In response to a request for comment, an EPA spokesperson said, “As the Trump Administration reins in wasteful spending of taxpayer dollars, EPA will continue terminating assistance agreements in line with those terms and conditions.”

Julia Haggerty, an associate professor of geography at Montana State University, worked with local partners for almost a year to assemble a competitive application to create a program designed to provide technical assistance and resources to underserved communities.

The $10 million program, which launched in May, worked to address a range of issues in the region, including flooding and water contamination, lead pipes and pollution from mining.

The EPA finalized an update to the program’s agreement, which included new terms and conditions, on Dec. 27, according to documents reviewed by The Post.

Beginning in January, the program’s funding oscillated between being frozen and unfrozen. The EPA terminated the grant on Feb. 21, saying the “award no longer effectuates the program goals or agency priorities,” according to an email reviewed by The Post. The university has appealed the termination, citing breach of contract.

####################

Parts of the exercise →
• A. In the passage about the terminated EPA grant, on what date did the EPA end the grant?
• B. Pick up the passage about the terminated EPA grant after its final sentence and keep writing it.

Supplied data →
####################

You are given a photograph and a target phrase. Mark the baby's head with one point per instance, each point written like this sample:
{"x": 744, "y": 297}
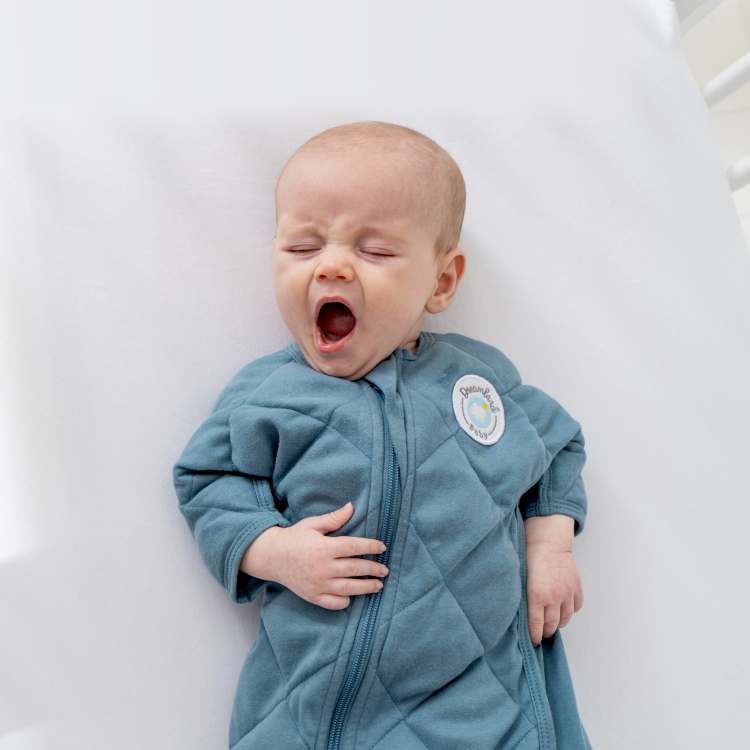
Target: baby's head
{"x": 368, "y": 218}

####################

Expected responses →
• A. Feb. 21

• B.
“It was just done so haphazardly and carelessly,” Haggerty said. “As a public land grant university, we don’t have the kind of resources to withstand this interruption in access to funding.”

A former EPA official who worked on related issues during the first Trump administration said the contractual language was updated by the White House Office of Management and Budget to provide predictability to grantees.

“The updated terms and conditions require the government to be specific about its reasons for terminating grant agreements,” said the official, who spoke on the condition of anonymity because of ongoing legal challenges with the agency. In this case, the official added, the EPA’s reason was not listed in the grant agreement, “so the agency can’t just terminate.”